▶ **GIVEN PROBLEM**:
Pull out every line in the rows below that contains the string "stem" and list those lines.

▶ **MATERIAL SUPPLIED**:
········
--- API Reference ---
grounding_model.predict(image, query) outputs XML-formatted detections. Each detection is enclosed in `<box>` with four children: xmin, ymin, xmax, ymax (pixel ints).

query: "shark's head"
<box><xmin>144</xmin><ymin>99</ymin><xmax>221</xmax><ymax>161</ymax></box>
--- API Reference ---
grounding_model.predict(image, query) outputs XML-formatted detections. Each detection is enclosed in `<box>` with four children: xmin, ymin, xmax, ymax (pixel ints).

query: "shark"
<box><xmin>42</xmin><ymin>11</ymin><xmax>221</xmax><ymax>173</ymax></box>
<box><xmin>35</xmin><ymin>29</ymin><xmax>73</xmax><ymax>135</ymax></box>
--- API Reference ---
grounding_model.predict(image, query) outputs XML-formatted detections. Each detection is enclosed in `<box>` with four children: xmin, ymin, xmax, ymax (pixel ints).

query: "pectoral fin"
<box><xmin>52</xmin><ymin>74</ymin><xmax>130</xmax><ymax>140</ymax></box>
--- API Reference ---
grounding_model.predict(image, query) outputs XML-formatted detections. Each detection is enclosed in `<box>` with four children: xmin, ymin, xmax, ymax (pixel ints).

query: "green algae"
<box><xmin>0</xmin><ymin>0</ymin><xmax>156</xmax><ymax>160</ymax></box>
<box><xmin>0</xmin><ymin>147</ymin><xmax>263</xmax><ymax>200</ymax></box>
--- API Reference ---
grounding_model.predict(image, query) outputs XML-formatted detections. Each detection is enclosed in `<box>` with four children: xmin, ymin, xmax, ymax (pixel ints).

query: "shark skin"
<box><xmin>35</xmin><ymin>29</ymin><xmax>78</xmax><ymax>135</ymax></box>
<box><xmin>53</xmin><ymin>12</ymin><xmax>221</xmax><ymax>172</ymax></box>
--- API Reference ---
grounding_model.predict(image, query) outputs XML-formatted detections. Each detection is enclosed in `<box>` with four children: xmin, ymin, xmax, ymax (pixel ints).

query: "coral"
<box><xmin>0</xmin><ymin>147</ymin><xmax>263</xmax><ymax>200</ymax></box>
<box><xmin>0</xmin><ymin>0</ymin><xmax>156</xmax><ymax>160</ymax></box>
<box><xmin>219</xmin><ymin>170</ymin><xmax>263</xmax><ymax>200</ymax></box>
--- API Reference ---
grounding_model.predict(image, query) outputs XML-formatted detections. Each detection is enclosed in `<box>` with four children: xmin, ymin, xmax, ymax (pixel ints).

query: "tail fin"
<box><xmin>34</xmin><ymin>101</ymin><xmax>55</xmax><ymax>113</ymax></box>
········
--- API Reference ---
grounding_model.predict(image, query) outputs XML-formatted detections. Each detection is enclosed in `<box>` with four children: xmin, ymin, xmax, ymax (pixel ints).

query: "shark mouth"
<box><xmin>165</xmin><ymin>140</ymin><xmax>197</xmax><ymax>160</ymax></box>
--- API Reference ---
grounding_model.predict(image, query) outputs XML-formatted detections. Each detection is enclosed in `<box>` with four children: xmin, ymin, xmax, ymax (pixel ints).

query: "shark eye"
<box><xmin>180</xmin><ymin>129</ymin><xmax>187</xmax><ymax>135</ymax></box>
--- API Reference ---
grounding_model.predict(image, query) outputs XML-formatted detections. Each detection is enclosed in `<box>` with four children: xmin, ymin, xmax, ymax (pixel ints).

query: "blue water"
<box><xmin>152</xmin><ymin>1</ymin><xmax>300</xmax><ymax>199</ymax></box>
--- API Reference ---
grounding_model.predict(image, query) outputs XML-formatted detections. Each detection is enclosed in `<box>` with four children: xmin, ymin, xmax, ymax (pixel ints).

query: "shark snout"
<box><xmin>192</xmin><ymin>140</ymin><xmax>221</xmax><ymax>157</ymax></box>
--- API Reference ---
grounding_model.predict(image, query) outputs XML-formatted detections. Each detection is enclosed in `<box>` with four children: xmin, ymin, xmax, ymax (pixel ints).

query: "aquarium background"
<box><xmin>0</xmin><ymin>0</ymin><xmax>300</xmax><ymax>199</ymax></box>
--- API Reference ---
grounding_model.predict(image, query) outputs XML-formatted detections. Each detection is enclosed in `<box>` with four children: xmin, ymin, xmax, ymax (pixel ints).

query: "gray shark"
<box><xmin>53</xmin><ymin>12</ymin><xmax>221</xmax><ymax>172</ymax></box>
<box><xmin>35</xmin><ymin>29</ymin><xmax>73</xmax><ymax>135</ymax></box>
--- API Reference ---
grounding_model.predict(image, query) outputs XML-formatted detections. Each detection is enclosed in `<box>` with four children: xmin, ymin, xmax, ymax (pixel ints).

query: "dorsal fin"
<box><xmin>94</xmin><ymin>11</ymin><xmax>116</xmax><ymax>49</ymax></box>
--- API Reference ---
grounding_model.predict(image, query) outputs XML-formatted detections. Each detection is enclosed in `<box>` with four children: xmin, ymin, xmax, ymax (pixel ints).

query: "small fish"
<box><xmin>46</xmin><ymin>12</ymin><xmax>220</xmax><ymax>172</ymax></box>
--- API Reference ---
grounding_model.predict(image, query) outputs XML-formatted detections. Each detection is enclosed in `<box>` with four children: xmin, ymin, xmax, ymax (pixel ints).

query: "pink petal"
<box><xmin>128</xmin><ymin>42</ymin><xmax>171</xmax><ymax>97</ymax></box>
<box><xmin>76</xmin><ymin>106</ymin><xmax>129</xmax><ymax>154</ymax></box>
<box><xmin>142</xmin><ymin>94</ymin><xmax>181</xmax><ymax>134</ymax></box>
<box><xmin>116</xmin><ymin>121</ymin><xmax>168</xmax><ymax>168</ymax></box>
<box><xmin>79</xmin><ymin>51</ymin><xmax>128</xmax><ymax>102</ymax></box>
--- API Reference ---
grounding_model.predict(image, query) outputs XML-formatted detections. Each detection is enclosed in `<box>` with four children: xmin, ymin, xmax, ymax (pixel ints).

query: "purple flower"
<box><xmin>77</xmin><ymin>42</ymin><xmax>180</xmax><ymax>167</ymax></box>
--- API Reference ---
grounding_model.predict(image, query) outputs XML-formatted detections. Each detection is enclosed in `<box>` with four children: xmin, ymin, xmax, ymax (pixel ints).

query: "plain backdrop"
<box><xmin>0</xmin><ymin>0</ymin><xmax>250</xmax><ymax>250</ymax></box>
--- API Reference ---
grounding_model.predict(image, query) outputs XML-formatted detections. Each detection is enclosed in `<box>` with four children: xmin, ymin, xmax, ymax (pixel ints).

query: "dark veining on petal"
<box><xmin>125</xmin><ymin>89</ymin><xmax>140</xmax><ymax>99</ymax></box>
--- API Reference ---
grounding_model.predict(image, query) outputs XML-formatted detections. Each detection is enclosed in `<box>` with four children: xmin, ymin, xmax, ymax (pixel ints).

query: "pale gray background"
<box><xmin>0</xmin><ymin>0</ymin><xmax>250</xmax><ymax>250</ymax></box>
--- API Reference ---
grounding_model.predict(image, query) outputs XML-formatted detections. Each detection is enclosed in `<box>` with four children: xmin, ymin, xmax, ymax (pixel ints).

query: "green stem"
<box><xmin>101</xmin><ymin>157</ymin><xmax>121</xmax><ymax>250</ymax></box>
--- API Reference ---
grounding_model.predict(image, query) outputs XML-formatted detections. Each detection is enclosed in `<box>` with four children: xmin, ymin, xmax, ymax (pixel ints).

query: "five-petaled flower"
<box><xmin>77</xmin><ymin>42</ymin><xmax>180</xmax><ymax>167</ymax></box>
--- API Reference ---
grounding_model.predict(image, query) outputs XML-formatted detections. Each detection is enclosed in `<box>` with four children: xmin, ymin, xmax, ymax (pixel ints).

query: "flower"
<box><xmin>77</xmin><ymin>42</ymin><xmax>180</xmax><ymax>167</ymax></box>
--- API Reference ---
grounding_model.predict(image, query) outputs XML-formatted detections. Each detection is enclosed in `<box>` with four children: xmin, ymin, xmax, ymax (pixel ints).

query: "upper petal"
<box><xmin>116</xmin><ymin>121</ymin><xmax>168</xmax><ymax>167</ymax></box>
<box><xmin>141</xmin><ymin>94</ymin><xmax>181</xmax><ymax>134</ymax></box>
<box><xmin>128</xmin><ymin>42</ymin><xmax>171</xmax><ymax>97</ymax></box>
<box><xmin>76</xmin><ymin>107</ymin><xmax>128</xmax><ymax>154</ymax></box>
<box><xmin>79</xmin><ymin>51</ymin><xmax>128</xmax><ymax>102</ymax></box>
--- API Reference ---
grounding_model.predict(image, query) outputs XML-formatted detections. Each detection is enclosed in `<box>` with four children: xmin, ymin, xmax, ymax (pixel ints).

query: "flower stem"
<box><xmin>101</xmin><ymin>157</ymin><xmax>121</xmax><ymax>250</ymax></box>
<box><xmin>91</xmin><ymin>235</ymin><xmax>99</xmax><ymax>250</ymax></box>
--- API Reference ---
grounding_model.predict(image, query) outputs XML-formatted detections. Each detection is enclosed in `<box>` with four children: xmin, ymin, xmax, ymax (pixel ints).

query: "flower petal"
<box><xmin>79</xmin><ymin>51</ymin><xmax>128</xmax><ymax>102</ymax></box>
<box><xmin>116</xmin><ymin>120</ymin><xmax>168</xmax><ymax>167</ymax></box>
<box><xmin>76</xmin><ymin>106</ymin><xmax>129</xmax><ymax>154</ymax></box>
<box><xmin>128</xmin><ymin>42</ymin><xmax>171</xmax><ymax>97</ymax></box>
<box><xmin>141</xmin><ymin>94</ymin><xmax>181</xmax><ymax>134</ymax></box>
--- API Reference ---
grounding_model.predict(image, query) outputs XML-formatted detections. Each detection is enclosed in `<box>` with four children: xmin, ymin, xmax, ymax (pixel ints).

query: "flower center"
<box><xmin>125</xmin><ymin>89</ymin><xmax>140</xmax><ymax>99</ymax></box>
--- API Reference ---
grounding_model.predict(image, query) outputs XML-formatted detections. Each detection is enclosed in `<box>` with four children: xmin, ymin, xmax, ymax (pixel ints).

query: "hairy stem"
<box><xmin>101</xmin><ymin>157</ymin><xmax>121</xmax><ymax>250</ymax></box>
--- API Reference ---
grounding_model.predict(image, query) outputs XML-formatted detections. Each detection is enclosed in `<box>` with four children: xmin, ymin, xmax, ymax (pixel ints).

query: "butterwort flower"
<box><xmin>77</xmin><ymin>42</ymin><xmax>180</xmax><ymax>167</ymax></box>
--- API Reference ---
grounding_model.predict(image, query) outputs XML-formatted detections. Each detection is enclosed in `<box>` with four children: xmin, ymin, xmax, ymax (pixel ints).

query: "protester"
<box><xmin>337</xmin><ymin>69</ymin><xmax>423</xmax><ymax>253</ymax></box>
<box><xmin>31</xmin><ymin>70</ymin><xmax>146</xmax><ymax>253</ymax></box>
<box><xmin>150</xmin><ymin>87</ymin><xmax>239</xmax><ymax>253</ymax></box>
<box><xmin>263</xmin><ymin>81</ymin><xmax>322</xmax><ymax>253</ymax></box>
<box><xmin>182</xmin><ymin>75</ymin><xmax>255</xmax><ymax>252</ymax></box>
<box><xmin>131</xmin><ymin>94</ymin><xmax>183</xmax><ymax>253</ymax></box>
········
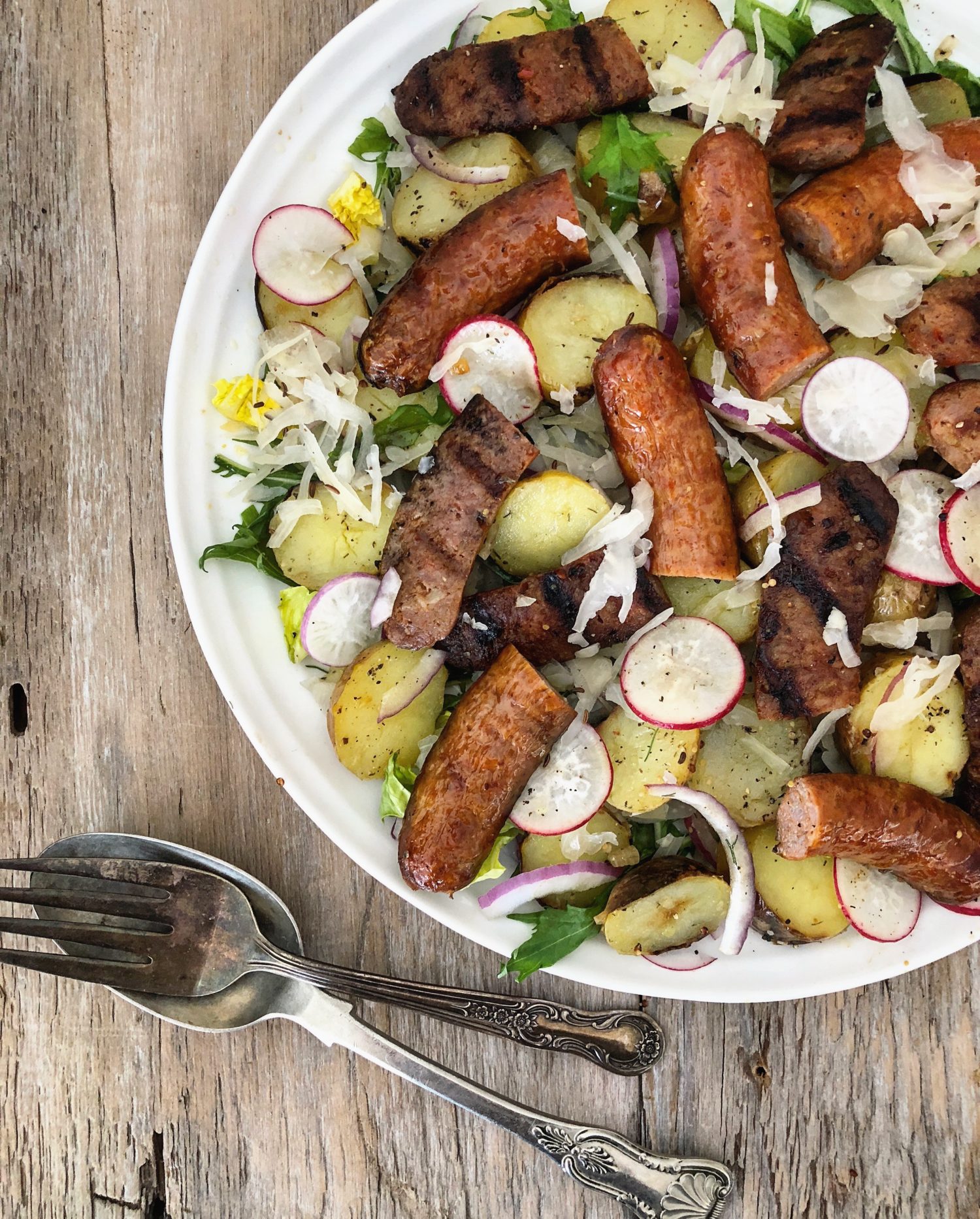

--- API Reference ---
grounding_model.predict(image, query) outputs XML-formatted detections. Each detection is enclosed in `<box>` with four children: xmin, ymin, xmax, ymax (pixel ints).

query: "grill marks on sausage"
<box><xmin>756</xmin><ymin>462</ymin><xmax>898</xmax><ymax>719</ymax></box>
········
▶ **RESULT**:
query: "green stem"
query: "flower stem"
query: "hairy stem"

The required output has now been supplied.